* [Excerpt provided]:
For sheer scope and scale, however, Kurd Lasswitz’s Auf Zwei Planeten (“Two Planets,” 1897) and Robert William Cole’s The Struggle for Empire: A Story of the Year 2236 (1900) are unbeatable.  One of the great classics of interplanetary fiction, Auf Zwei Planeten is virtually unknown in the English-speaking world, but exerted a tremendous influence not only on German science fiction but also German science, providing inspiration for an entire generation of rocketry pioneers, such as Wernher von Braun, who obsessively read Lasswitz’s novel.  For the time period, the set-up itself is mind-boggling.  With the aid of enormous space stations 6,500 miles above each of the Earth’s poles, Martians have constructed scientific installations in the Arctic and the Antarctic in hopes of conducting trade with humans for the wasted solar radiation that strikes the Earth.  War unfortunately breaks out between Mars and the British Empire, and after the destruction of the latter, Mars turns the Earth into a protectorate under Martian rule, a situation that leads to the cultural and social degeneration of both Martians and humans with resistance movements brewing on each side.  An equally impressive warning of the dangers inherent in colonial exploitation, Cole’s The Struggle for Empire is essentially the first space opera, complete with galactic empires and interstellar military tactics.  In Cole’s novel, the Anglo-Saxon Federal Union (the United States, Great Britain, and the Germanic states of Europe) rule the solar system, conquering entire planetary systems using energy weapons and vast interstellar ships that travel ten million miles per hour.  Armed conflict breaks out between Earth and Kairet, a planet orbiting Sirius, and Cole’s detailed depictions of space battles, complete with metal fragments, chunks of flesh, and spouts of blood are, according to Bleiler, “the most gruesome and most powerful prepared up to modern times.”  Other striking imagery includes “the Earth surrounded by a barrage of space torpedoes and mines.”

Over a five-year period in the 1640s, working from his homemade rooftop observatory in what would become the modern city of Gdańsk, Polish astronomer Johannes Hevelius produced Selenographia (1647), the first detailed atlas of the Moon, documenting every crater, slope, and valley that Hevelius could see through his telescope.  Even today, the level of detail in Selenographia is staggering.  Over 300 years would pass until the first manned mission to the Moon, but as Imaginary Places: Other Worlds 1595 -1900 emphasizes, humankind certainly did not allow its imagination to stagnate in the interim with regards to the universe and the stars.  As of this writing, we have not had a manned Moon landing since 1972.  For many of us, the dreams of Elon Musk and his like-minded visionaries for extended interstellar exploration are surely the stuff of science fiction, but when has that not ever been the case?

* [Exercise goal]: Decide whether each statement below agrees with the excerpt on early space fiction and lunar mapping. Answer yes or no for each, quoting the exact words of the excerpt that decide it. (a) Auf Zwei Planeten is widely read in the English-speaking world. (b) In Cole's novel, the interstellar ships travel ten million miles per hour. (c) Hevelius made Selenographia over a period of five years.

* [Source data]:
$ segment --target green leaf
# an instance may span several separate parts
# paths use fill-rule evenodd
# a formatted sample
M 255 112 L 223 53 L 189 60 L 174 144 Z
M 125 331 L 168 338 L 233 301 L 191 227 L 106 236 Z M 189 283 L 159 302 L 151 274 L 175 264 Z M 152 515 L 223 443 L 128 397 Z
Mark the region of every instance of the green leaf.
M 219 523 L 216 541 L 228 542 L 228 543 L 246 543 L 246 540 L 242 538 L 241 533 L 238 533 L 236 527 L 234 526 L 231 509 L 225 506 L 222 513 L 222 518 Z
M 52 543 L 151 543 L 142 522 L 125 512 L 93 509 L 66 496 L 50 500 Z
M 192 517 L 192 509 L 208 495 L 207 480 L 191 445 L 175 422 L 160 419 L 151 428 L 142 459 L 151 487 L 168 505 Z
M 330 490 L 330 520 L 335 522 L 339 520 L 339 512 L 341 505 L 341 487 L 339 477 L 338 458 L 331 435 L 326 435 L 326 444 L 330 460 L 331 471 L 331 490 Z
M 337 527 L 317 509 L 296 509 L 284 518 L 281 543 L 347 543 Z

* [Solution]:
(a) No: "virtually unknown in the English-speaking world"
(b) Yes: "vast interstellar ships that travel ten million miles per hour"
(c) Yes: "Over a five-year period in the 1640s"